PASSAGE TO READ:
# HDIO_SET_DMA failed: Operation not permitted

## dlittlebear

I know this is not the first nor the last on this subject.  

I have looked over google.com/linux and searched these forums.

I thought at first it was due to the lack of an 80 conductor cable, replaced the one that was in there with 2 different ones and still same problem. 

The PC.

AMD 1.4ghz

/dev/hdd is the one I am working with

abit KT7A (KT133 chipset)

Gentoo 2004.0 

kernel 2.6.5

I started with stage1 if it matters.

# hdparm -d1 /dev/hdd

/dev/hdd:

 setting using_dma to 1 (on)

 HDIO_SET_DMA failed: Operation not permitted

 using_dma    =  0 (off)

# hdparm -tT /dev/hdd

/dev/hdd:

 Timing buffer-cache reads:   396 MB in  2.00 seconds = 197.54 MB/sec

 Timing buffered disk reads:    6 MB in  3.06 seconds =   1.96 MB/sec

# lspci | grep IDE

00:07.1 IDE interface: VIA Technologies, Inc. VT82C586A/B/VT82C686/A/B/VT823x/A/C PIPC Bus Master IDE (rev 06)

# cat /usr/src/linux/.config | grep DMA | grep -v "#"

CONFIG_GENERIC_ISA_DMA=y

CONFIG_BLK_DEV_IDEDMA_PCI=y

CONFIG_IDEDMA_PCI_AUTO=y

CONFIG_BLK_DEV_ADMA=y

CONFIG_BLK_DEV_IDEDMA=y

CONFIG_IDEDMA_AUTO=y

# cat /usr/src/linux/.config | grep VIA82CXX | grep -v "#"

CONFIG_BLK_DEV_VIA82CXXX=y

# cat /usr/src/linux/.config | grep IDE | grep -v "#"

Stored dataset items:

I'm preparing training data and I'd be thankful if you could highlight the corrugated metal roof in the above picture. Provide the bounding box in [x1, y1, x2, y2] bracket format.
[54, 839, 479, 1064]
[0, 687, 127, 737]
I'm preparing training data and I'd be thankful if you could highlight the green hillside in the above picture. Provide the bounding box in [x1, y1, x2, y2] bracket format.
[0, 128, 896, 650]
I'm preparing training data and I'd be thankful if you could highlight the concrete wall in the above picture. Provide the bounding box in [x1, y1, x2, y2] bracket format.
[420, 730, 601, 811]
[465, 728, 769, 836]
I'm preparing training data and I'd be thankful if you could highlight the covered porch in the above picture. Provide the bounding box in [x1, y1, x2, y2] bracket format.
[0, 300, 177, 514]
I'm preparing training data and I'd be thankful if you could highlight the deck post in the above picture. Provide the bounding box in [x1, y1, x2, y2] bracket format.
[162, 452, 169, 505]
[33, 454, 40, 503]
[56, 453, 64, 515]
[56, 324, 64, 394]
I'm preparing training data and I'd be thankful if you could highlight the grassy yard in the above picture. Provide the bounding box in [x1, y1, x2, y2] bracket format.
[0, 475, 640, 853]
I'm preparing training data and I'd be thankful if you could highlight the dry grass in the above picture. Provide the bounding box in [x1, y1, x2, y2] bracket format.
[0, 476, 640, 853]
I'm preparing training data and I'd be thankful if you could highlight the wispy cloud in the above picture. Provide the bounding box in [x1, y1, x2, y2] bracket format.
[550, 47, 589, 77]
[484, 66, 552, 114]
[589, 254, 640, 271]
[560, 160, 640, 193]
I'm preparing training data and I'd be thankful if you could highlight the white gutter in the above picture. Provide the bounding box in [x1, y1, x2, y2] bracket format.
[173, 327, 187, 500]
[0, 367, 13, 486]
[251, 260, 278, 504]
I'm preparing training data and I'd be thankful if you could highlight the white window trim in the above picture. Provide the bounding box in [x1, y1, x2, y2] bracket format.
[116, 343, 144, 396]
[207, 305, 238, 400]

REQUIRED TASKS:
**a.** List every kernel configuration option that the forum post about the HDIO_SET_DMA error shows as set to "y".
**b.** Continue the forum post about the HDIO_SET_DMA error, starting after its final line.

FINAL ANSWERS:
**a.**
CONFIG_GENERIC_ISA_DMA
CONFIG_BLK_DEV_IDEDMA_PCI
CONFIG_IDEDMA_PCI_AUTO
CONFIG_BLK_DEV_ADMA
CONFIG_BLK_DEV_IDEDMA
CONFIG_IDEDMA_AUTO
CONFIG_BLK_DEV_VIA82CXXX

**b.**
CONFIG_IDE=y

CONFIG_BLK_DEV_IDE=y

CONFIG_BLK_DEV_IDEDISK=y

CONFIG_IDEDISK_MULTI_MODE=y

CONFIG_BLK_DEV_IDECD=y

CONFIG_IDE_TASKFILE_IO=y

CONFIG_IDE_GENERIC=y

CONFIG_BLK_DEV_IDEPCI=y

CONFIG_IDEPCI_SHARE_IRQ=y

CONFIG_BLK_DEV_IDEDMA_PCI=y

CONFIG_IDEDMA_PCI_AUTO=y

CONFIG_BLK_DEV_IDEDMA=y

CONFIG_IDEDMA_AUTO=y

 # dmesg | grep ide

BIOS-provided physical RAM map:

CPU:     After generic identify, caps: 0183fbff c1c7fbff 00000000 00000000

CPU:     After vendor identify, caps: 0183fbff c1c7fbff 00000000 00000000

ide: Assuming 33MHz system bus speed for PIO modes; override with idebus=xx

ide0 at 0x1f0-0x1f7,0x3f6 on irq 14

ide1 at 0x170-0x177,0x376 on irq 15

 /dev/ide/host0/bus0/target0/lun0: p1

 /dev/ide/host0/bus0/target1/lun0: p1

 /dev/ide/host1/bus0/target1/lun0: p1 p2 p3

VP_IDE: port 0x01f0 already claimed by ide0

VP_IDE: port 0x0170 already claimed by ide1

EDIT

# dmesg | grep IDE

Uniform Multi-Platform E-IDE driver Revision: 7.00alpha2

VP_IDE: IDE controller at PCI slot 0000:00:07.1

VP_IDE: chipset revision 6

VP_IDE: not 100% native mode: will probe irqs later

VP_IDE: VIA vt82c686b (rev 40) IDE UDMA100 controller on pci0000:00:07.1

VP_IDE: port 0x01f0 already claimed by ide0

VP_IDE: port 0x0170 already claimed by ide1

VP_IDE: neither IDE port enabled (BIOS)

with CAPS IDE, noticed it is not seeing either IDE port.

I can post the full dmesg if needed.

any suggestions appreciated. I hope this is enough information.   I read through posts on this same problem for other distros too.

----------

## firephoto

I have the same chipset on a KR7A-RAID board. Kernel 2.6.5 here.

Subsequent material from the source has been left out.